*Exercise objective*.
Only lines that contain the string "table" should be returned from the material below.

# # #

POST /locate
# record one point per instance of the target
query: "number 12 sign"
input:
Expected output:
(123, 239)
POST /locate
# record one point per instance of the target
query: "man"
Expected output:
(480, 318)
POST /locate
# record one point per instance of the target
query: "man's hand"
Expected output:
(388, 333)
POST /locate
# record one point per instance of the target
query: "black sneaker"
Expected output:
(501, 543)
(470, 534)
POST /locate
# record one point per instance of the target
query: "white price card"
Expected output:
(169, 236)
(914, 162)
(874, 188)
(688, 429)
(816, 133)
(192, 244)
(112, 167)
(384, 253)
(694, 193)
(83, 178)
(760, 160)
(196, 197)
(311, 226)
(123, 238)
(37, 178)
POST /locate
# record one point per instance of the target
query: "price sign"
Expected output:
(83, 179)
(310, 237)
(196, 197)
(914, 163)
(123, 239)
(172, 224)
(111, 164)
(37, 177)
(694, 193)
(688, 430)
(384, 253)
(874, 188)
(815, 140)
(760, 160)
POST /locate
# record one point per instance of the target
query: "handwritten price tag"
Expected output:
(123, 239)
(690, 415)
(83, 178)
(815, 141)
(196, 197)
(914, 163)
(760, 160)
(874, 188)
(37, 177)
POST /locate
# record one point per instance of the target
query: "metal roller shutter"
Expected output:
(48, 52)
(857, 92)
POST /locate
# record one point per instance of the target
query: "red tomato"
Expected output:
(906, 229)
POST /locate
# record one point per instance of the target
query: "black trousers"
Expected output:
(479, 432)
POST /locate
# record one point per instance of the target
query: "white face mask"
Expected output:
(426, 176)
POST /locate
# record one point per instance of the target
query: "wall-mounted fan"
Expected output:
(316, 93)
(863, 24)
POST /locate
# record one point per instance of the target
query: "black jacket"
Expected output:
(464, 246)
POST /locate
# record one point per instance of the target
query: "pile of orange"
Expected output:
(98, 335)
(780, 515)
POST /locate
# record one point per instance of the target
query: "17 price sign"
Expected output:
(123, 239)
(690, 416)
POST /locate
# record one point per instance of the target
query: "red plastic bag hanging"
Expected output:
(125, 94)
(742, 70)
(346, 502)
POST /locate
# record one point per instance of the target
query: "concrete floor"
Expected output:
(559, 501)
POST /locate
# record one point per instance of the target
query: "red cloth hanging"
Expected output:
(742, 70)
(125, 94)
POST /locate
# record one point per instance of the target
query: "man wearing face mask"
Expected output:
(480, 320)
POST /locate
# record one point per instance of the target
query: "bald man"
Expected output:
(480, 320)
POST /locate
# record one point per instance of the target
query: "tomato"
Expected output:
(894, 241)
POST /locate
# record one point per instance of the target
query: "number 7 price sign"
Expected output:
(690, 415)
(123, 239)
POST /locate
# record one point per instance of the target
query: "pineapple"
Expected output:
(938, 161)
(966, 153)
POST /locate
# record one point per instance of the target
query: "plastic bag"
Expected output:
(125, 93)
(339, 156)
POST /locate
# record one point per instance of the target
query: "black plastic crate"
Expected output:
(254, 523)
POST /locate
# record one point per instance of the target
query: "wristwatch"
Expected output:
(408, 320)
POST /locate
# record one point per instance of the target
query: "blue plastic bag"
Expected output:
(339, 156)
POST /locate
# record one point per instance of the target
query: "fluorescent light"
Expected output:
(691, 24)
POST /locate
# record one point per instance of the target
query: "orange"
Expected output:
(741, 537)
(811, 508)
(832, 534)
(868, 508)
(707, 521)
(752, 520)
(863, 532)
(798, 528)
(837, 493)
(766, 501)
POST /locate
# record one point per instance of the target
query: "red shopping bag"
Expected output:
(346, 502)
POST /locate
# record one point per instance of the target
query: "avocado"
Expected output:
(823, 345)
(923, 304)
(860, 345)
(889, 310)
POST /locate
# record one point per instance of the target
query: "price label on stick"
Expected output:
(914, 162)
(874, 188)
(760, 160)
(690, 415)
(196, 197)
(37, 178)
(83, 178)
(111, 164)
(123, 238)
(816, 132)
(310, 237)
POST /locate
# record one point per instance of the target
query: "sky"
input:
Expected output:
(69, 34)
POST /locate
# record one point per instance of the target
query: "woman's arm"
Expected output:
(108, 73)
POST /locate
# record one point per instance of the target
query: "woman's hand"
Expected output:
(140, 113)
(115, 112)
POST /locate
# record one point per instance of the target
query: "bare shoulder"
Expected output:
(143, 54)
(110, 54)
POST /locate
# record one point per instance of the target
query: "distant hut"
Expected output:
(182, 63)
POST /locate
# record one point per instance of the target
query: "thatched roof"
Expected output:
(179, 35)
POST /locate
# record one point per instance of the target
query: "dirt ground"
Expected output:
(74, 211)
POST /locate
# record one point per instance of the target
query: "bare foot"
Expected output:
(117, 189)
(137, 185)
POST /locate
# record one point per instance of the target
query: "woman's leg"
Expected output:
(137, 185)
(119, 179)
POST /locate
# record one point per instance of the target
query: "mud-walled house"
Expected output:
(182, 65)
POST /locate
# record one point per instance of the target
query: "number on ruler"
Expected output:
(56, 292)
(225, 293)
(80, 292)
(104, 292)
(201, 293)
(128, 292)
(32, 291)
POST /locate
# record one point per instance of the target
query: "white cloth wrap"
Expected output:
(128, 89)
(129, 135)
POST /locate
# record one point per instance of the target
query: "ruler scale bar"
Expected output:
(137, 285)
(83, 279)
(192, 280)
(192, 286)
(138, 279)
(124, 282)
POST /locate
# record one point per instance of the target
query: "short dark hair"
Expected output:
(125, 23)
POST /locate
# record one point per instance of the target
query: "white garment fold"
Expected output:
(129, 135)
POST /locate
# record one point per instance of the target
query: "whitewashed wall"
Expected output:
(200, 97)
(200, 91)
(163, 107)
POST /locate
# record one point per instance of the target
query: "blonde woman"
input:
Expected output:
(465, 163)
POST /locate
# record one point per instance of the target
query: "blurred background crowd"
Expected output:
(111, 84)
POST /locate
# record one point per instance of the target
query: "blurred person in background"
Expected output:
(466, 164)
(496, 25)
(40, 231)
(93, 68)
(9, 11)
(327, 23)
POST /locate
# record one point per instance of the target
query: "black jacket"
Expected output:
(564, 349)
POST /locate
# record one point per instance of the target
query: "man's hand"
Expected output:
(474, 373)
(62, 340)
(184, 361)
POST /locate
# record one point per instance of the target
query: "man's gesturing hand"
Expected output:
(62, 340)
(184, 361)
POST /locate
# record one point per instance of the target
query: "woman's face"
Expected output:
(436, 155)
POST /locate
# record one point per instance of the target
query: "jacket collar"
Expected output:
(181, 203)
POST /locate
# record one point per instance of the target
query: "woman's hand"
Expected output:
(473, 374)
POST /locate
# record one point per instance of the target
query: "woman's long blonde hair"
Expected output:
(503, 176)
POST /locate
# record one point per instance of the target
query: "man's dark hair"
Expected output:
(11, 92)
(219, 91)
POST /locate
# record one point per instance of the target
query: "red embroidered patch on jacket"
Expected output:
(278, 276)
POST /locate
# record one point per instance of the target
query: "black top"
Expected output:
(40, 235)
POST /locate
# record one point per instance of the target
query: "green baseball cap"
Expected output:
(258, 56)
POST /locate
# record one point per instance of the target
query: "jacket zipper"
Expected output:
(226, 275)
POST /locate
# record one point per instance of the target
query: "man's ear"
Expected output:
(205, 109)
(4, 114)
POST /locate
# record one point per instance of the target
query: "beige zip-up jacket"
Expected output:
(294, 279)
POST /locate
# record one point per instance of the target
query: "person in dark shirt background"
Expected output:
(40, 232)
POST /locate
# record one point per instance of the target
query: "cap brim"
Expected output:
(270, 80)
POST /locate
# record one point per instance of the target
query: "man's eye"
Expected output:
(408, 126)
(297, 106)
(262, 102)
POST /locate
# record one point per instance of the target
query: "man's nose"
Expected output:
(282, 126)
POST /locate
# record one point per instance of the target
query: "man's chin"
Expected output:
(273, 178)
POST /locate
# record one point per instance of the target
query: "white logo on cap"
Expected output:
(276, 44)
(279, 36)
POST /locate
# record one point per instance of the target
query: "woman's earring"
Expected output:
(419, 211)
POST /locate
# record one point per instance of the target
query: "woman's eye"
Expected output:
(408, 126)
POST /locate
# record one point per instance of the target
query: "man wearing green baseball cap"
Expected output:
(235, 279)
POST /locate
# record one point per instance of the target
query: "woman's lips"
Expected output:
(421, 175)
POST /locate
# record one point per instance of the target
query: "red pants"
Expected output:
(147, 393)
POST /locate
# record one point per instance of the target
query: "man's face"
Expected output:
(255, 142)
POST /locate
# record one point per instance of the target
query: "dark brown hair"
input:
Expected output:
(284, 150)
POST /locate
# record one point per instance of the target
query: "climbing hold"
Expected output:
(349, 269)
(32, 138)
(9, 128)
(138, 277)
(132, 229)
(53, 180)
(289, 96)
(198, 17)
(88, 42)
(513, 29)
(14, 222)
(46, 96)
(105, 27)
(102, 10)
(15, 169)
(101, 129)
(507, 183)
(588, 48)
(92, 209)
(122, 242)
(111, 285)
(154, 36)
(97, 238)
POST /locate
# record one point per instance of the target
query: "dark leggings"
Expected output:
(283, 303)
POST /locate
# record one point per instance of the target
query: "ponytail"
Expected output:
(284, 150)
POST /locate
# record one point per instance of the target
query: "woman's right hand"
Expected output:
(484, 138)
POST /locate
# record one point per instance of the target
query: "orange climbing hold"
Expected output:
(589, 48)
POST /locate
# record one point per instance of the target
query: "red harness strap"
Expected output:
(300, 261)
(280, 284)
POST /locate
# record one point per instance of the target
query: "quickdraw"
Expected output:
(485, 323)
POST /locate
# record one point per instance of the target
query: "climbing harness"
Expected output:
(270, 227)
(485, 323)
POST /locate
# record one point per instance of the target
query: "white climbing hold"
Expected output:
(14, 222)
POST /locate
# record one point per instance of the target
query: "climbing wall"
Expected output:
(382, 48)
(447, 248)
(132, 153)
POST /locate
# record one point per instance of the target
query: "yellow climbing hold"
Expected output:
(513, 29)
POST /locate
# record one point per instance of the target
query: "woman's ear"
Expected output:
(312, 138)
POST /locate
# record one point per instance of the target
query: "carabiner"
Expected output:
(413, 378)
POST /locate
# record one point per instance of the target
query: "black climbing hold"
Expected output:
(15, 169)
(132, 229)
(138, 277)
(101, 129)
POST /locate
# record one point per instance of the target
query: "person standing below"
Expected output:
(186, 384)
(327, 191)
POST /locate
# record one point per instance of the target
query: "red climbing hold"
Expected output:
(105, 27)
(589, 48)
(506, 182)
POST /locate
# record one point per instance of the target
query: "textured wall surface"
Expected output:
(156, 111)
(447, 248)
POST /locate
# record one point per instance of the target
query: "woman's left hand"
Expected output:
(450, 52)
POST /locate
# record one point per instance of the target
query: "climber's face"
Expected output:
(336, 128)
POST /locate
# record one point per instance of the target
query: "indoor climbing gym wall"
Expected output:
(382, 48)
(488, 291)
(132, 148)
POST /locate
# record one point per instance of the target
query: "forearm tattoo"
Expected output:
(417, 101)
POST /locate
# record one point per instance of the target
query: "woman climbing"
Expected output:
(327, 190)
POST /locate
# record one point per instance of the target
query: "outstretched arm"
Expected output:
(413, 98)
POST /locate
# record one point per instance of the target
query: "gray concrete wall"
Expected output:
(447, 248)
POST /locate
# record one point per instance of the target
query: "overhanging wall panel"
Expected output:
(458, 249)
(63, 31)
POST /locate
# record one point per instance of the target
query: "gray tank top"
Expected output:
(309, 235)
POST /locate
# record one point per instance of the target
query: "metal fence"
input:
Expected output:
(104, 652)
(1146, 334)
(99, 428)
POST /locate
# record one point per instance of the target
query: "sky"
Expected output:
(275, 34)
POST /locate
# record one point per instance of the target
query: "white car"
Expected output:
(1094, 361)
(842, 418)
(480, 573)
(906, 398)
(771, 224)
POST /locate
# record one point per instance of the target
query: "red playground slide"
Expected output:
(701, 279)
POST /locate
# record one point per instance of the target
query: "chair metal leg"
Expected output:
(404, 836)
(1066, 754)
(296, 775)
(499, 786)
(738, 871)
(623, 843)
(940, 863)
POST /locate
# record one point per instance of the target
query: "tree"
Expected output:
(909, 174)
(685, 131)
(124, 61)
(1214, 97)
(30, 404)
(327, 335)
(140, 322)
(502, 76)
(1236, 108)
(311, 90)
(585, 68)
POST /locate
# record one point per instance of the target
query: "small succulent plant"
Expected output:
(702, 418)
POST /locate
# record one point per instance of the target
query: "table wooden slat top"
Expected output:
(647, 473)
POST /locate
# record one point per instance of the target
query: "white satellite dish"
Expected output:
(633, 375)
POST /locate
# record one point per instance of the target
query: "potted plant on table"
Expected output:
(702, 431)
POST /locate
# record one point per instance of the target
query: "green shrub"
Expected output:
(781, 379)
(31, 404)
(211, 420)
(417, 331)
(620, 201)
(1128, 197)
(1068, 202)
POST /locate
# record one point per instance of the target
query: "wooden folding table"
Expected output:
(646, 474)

# # #

*Exercise output*.
query: "table wooden slat top"
query: "potted plant on table"
query: "wooden folding table"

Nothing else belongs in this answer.